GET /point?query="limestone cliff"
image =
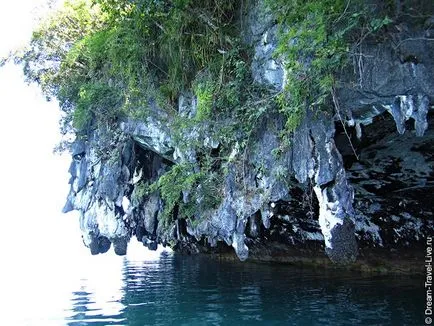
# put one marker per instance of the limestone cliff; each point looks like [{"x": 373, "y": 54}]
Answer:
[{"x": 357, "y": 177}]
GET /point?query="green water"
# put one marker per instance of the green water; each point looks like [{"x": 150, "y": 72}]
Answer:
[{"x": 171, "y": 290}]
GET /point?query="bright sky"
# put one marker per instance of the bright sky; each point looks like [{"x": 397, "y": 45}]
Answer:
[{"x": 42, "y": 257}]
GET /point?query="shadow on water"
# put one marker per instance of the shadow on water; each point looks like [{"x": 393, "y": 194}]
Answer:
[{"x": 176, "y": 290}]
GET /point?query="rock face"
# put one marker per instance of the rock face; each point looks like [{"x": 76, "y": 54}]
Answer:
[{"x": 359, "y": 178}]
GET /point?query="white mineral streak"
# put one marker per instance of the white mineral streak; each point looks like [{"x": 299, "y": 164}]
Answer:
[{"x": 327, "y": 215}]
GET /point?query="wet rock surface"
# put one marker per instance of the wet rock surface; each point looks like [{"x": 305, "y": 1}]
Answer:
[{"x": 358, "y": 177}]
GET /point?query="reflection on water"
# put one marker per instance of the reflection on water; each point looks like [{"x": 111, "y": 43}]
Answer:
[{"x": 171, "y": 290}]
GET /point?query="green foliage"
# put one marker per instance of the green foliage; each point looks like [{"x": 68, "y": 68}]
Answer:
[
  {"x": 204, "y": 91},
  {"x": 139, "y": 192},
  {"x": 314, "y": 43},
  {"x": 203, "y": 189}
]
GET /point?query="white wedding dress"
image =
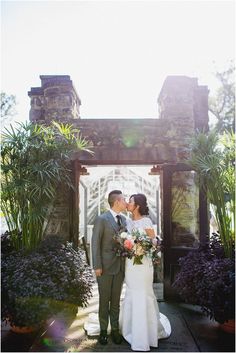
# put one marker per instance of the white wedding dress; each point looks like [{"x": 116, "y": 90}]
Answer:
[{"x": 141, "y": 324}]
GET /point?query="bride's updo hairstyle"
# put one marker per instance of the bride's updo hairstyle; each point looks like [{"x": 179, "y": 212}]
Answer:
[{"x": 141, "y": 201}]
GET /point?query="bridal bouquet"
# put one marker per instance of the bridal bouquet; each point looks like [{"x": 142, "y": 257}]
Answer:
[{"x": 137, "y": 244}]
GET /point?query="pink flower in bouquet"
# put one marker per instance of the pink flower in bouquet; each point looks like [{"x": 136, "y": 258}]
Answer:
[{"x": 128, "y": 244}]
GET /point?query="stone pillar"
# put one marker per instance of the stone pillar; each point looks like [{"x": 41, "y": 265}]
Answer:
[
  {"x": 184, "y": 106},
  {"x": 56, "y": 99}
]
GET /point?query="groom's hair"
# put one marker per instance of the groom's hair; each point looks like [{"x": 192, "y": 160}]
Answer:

** WHAT IS EXPECTED **
Omit the pictures and output all remaining material exactly.

** RESULT FOR THIS EXERCISE **
GET /point?query="limestone cliff"
image =
# put one marker per instance of the limestone cliff; each point looks like [{"x": 373, "y": 54}]
Answer:
[{"x": 357, "y": 177}]
GET /point?query="green water"
# put one marker per instance of the green water; each point looks like [{"x": 150, "y": 72}]
Answer:
[{"x": 171, "y": 290}]
GET /point?query="bright sky"
# put one marker per instance of the bright sky; each point looks like [{"x": 397, "y": 45}]
Answer:
[{"x": 42, "y": 257}]
GET /point?query="shadow on water"
# put one marker per instance of the shadow on water; each point looks like [{"x": 393, "y": 194}]
Answer:
[{"x": 176, "y": 290}]
GET /point?query="rock face"
# put one marker per instance of the rock face; each point looks like [{"x": 76, "y": 54}]
Answer:
[{"x": 359, "y": 178}]
GET /point?query="white mineral streak"
# put one marker per instance of the white mineral streak; each point looks like [{"x": 299, "y": 164}]
Answer:
[{"x": 327, "y": 215}]
GET /point?query="wet rock surface"
# put one marker per instance of the wet rock surface; each point looks like [{"x": 305, "y": 1}]
Answer:
[{"x": 358, "y": 177}]
GET /point?query="reflection on water"
# put one marker per instance of the reflection on water; each point looks like [{"x": 111, "y": 43}]
Answer:
[{"x": 171, "y": 290}]
GET /point?query="green foliage"
# put one marker per instance of the green foliage; each point looks like [{"x": 68, "y": 68}]
Answer:
[
  {"x": 204, "y": 91},
  {"x": 139, "y": 192},
  {"x": 314, "y": 43},
  {"x": 203, "y": 189}
]
GET /point?query="white wedding dress"
image =
# put one marker per instance of the white wedding dress; each point looks like [{"x": 116, "y": 90}]
Answer:
[{"x": 141, "y": 324}]
GET /point?query="bride's updo hairstyle"
# put one marker per instance of the bride's updo hairstyle; each point looks like [{"x": 179, "y": 212}]
Answer:
[{"x": 141, "y": 201}]
GET /point?query="bridal bouquet"
# put one marker per instance of the bridal bouquet; each point looks like [{"x": 142, "y": 257}]
Answer:
[{"x": 137, "y": 244}]
GET /point?query="pink flower in bouquet"
# put one marker per instance of the pink flower in bouquet; each point looks like [{"x": 136, "y": 258}]
Answer:
[{"x": 128, "y": 244}]
GET /point?query="stone pillar"
# put one marker per instance of the stone pillar; each point looks like [{"x": 41, "y": 265}]
Answer:
[
  {"x": 184, "y": 106},
  {"x": 56, "y": 99}
]
GET /point?query="groom's hair"
# put one marker per instance of the groom's hair; each point looks like [{"x": 192, "y": 160}]
Answer:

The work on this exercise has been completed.